* begin Data for this task *

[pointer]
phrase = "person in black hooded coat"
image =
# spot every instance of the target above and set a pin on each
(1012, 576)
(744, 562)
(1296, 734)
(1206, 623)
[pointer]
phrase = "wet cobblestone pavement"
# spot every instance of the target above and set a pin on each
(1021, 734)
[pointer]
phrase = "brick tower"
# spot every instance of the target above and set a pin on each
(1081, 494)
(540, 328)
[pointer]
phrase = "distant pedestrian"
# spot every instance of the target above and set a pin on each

* end Data for this task *

> [Problem description]: All of the records must be repeated exactly.

> [Solution to this task]:
[pointer]
phrase = "person in black hooded coat"
image =
# spot every instance of the target above and set a pin on each
(1012, 576)
(744, 562)
(1296, 734)
(1206, 623)
[pointer]
phrase = "wet cobblestone pavement"
# spot every instance of the target above and set a pin on each
(1021, 734)
[pointer]
phrase = "brick tower"
# spot every instance of the target above and set a pin on each
(1081, 494)
(540, 328)
[pointer]
phrase = "distant pedestrian"
# spot every instance of the target above and set a pin on each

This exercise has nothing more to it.